Continuous Delivery

The goal of continuous delivery is to automate the entire software development process. Continuous delivery is a key part of a DevOps strategy because it creates a pipeline for developers to produce and commit tiny chunks of distributable code to test environments for rapid and automated testing.

Dev teams can quickly assess whether portions of code meet quality criteria for release by using automated tests to determine functionality, performance, and security. This process allows developers to provide software updates to customers in a secure, timely, and long-lasting manner.

We will go over the following:

  1. What is Continuous Delivery?
  2. Why Continuous Delivery is Important?
  3. Benefits of Continuous Delivery
  4. Principles of Continuous Delivery
  5. Challenges in Continuous Delivery

What is Continuous Delivery?

Continuous Delivery is a software delivery technique in which development teams write and test code in short but continuous cycles, typically with high levels of automation, in order to improve software quality. By promoting more incremental changes rather than investing a substantial amount of time on a comprehensive overhaul of a product, this technique allows development teams to build, test, and release software more quickly.

Continuous delivery is a popular software delivery method, particularly among DevOps teams. It's usually used with continuous integration (CI) to build a CI/CD pipeline, which is a series of processes for software development, deployment, and feedback loops.

Code is supplied to user acceptance testing or a staging environment on a regular basis in continuous delivery. To avoid unforeseen performance issues in production, all aspects of the code are tested. Any component that passes the automated tests is considered a release candidate.

Continuous delivery prompts a final human check and then a push to deployment at this point. Alternatively, the build can be deployed automatically, which is known as continuous deployment.

Why Continuous Delivery is Important?

It's a common misconception that in order to deploy software more regularly, we have to accept lesser levels of system stability and reliability. This isn't true. In reality, peer-reviewed research reveals that high-performing teams routinely execute services faster and more consistently than their low-performing counterparts.
# # # # # # #
▶ **Problem 1**:
Answer these questions using the continuous delivery article:
(a) What is continuous delivery usually used with to build a CI/CD pipeline?
(b) What is any component that passes the automated tests considered?
(c) What is it called when the build is deployed automatically?
▶ **Problem 2**: List every topic that the continuous delivery article says it will go over.
The data that follow come from a separate source, unrelated to the continuous delivery article.

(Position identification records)
# # # # # # #
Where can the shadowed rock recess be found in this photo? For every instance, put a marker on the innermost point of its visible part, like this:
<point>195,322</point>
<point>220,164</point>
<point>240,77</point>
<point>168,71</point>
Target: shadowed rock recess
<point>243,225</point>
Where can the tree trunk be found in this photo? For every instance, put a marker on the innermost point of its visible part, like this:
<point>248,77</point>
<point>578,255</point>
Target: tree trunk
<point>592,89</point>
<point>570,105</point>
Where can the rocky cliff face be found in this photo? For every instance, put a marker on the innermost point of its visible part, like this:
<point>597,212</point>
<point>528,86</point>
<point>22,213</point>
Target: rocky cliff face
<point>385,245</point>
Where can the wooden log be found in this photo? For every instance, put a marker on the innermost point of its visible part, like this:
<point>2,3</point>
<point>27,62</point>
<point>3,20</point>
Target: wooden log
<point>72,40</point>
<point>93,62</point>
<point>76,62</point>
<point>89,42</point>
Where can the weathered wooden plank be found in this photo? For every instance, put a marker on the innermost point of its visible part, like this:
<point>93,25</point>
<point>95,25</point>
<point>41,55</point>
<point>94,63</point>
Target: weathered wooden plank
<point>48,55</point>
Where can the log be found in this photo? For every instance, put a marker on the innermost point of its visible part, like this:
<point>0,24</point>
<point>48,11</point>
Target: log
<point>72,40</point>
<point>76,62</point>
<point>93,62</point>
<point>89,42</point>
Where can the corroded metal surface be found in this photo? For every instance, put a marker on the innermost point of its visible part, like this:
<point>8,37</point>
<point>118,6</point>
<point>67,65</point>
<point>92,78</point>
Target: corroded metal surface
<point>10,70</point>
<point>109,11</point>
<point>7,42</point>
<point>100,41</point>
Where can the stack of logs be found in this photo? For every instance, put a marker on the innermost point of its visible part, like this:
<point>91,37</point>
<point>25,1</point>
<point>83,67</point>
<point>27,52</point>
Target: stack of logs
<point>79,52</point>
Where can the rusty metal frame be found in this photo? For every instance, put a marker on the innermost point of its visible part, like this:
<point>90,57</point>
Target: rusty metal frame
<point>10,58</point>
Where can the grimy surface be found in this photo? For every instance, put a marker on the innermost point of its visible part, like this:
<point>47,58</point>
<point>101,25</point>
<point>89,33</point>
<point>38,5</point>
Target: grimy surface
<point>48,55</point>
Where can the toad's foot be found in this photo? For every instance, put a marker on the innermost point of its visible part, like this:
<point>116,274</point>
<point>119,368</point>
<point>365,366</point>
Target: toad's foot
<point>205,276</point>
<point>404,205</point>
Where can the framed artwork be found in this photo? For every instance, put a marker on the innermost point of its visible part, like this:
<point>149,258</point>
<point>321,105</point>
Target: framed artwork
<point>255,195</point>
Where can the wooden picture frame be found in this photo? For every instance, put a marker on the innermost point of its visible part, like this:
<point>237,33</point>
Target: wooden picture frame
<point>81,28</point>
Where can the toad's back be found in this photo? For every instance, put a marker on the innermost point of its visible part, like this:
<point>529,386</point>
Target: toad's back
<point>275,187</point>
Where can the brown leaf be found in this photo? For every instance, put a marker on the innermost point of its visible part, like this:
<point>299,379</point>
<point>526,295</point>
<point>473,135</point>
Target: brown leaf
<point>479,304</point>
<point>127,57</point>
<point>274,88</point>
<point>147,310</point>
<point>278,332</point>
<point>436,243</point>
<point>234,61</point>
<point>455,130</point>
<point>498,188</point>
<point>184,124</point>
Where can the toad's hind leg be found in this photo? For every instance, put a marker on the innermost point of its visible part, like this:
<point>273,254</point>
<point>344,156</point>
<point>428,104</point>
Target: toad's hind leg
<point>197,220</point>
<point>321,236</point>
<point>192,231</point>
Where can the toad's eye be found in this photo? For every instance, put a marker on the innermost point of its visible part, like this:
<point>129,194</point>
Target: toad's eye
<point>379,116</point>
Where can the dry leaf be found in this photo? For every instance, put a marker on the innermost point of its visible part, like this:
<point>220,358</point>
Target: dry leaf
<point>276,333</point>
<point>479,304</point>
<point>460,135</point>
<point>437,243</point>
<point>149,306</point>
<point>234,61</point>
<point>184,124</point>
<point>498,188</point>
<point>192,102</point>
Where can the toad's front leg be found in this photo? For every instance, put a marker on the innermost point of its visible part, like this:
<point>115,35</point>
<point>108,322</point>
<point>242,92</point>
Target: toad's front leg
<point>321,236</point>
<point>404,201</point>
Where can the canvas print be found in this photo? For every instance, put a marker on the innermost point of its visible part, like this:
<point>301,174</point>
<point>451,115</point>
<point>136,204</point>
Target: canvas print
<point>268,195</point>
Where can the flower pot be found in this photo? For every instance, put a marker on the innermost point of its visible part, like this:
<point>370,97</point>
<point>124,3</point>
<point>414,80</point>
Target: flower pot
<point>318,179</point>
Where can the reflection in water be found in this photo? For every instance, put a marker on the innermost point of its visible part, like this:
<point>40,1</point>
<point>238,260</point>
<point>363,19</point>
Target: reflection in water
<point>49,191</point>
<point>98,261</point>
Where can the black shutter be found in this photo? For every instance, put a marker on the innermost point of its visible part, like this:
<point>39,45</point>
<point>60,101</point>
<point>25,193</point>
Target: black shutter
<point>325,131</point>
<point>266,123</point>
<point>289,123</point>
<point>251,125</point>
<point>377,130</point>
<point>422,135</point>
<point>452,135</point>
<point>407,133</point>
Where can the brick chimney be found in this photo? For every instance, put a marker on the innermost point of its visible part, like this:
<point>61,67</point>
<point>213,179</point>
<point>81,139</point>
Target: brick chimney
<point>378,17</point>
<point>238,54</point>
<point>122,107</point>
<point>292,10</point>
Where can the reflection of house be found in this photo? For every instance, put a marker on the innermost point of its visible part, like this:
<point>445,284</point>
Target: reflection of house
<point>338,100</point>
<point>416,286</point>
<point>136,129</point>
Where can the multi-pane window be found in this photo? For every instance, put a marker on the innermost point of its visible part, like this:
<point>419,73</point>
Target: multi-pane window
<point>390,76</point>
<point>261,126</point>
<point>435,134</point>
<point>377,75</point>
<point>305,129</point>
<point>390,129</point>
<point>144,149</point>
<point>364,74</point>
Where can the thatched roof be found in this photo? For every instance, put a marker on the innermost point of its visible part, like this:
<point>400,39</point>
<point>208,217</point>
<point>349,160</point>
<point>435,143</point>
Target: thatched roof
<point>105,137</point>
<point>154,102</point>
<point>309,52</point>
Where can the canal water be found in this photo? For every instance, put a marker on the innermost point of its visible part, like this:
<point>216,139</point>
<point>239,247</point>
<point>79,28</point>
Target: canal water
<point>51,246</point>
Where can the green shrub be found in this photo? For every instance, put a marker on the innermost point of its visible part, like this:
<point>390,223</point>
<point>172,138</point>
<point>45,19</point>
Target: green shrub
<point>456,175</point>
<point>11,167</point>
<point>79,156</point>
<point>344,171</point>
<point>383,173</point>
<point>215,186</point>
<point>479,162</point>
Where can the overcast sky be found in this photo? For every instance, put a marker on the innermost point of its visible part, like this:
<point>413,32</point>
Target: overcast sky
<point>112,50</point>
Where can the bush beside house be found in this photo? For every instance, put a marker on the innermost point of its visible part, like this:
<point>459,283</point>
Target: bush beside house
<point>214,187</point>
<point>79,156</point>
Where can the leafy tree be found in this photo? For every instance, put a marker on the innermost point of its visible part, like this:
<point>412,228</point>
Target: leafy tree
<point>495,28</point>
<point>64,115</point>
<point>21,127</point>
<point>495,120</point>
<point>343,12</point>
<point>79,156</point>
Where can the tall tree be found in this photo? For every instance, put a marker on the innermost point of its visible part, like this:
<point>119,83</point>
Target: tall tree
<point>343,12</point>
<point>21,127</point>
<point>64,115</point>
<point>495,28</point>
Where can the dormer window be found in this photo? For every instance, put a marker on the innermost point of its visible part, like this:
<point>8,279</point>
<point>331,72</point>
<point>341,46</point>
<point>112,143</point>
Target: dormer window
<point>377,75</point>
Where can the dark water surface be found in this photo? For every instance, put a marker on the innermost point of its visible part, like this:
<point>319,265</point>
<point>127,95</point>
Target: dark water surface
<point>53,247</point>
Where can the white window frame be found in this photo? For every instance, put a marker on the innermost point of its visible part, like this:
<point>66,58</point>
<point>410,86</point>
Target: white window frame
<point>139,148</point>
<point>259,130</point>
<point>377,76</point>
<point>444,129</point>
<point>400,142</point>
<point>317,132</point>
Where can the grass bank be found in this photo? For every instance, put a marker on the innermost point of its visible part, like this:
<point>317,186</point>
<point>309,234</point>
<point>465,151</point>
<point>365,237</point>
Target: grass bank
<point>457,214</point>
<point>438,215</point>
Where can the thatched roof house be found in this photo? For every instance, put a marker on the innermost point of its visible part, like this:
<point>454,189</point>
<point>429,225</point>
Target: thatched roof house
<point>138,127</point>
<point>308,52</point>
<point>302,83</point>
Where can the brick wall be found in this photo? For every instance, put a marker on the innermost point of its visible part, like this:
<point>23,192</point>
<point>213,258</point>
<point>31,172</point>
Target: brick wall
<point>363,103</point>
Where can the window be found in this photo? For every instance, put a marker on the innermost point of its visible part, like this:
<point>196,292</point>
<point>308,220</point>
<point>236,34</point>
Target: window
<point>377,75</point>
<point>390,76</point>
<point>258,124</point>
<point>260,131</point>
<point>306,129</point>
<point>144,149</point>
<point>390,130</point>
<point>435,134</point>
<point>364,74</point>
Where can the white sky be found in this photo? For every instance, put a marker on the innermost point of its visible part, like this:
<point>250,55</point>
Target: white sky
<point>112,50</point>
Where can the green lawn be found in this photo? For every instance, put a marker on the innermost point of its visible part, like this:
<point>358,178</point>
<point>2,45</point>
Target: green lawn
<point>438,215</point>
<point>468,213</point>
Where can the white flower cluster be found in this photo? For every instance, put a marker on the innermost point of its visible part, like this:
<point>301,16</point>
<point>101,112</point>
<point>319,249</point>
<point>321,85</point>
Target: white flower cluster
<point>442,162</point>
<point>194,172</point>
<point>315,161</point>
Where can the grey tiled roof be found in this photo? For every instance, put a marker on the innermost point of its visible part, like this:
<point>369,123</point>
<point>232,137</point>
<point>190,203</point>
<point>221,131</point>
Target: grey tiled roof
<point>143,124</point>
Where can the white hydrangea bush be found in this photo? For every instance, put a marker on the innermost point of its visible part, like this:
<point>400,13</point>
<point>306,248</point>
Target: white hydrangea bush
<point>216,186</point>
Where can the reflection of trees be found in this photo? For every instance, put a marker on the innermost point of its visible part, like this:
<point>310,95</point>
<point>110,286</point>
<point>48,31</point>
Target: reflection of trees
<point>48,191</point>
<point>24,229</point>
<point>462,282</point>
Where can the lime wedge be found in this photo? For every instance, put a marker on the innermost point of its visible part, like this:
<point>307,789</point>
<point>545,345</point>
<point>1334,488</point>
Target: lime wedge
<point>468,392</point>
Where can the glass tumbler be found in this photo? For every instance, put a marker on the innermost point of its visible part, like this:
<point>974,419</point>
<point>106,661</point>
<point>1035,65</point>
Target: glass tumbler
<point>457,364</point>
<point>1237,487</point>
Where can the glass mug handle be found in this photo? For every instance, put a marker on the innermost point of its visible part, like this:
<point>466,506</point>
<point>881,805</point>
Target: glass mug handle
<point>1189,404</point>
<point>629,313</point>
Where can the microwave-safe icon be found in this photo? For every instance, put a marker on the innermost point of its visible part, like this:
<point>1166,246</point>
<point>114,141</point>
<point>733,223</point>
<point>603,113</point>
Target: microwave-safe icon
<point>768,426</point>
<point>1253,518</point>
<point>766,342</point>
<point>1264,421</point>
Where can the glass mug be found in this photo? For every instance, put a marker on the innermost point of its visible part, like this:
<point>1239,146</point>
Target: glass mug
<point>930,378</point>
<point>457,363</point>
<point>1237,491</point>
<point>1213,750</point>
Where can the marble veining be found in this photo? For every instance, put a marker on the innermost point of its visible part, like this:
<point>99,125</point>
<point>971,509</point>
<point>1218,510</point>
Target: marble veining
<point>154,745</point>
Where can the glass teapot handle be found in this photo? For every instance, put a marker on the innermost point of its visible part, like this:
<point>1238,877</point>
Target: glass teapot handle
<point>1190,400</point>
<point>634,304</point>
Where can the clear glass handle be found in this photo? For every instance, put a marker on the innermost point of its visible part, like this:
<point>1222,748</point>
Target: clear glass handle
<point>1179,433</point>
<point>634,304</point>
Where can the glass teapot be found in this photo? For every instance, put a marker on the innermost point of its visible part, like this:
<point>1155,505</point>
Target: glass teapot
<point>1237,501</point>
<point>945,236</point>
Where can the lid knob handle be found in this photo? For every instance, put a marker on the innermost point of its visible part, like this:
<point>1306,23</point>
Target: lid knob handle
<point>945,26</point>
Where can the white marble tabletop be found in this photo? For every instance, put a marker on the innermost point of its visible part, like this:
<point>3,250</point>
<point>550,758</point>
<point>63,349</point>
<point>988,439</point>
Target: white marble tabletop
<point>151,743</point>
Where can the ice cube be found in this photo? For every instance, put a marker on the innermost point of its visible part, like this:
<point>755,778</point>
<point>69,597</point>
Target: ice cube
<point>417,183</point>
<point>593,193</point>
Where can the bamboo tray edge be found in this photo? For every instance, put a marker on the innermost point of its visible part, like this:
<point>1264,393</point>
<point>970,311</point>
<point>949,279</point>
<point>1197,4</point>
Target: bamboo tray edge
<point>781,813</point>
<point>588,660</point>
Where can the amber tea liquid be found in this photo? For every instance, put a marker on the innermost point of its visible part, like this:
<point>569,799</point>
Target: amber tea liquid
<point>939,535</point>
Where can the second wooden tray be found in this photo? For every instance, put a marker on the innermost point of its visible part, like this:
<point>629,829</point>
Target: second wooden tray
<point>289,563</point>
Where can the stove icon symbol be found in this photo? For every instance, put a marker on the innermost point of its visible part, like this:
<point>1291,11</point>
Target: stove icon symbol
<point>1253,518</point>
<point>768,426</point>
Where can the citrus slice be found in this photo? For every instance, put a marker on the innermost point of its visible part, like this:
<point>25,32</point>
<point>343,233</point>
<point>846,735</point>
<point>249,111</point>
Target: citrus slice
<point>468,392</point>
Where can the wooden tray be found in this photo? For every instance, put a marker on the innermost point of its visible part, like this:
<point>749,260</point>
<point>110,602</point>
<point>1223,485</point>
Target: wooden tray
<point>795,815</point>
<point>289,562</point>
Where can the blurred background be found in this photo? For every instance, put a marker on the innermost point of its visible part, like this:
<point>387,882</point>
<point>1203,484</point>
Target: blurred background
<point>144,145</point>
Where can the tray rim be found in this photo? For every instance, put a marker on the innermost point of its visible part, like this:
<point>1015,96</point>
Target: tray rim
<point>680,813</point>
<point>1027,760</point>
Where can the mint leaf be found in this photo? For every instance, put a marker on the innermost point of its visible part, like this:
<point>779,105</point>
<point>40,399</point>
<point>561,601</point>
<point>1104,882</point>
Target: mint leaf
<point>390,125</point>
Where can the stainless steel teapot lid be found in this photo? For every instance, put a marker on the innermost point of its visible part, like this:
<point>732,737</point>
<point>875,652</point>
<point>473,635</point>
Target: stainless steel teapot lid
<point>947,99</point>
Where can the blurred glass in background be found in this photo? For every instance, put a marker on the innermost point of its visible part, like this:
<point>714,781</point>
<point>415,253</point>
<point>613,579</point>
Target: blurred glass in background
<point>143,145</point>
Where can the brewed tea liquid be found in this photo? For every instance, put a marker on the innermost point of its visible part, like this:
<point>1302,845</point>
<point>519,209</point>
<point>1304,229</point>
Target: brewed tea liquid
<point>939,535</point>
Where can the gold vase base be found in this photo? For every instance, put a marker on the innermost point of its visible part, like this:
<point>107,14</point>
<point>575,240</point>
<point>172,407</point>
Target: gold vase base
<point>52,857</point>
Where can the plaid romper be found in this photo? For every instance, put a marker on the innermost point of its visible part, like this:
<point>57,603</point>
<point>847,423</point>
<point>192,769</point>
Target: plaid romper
# # # # # # #
▶ **Complete response 1**:
(a) Continuous integration (CI)
(b) A release candidate
(c) Continuous deployment

▶ **Complete response 2**:
1. What is Continuous Delivery?
2. Why Continuous Delivery is Important?
3. Benefits of Continuous Delivery
4. Principles of Continuous Delivery
5. Challenges in Continuous Delivery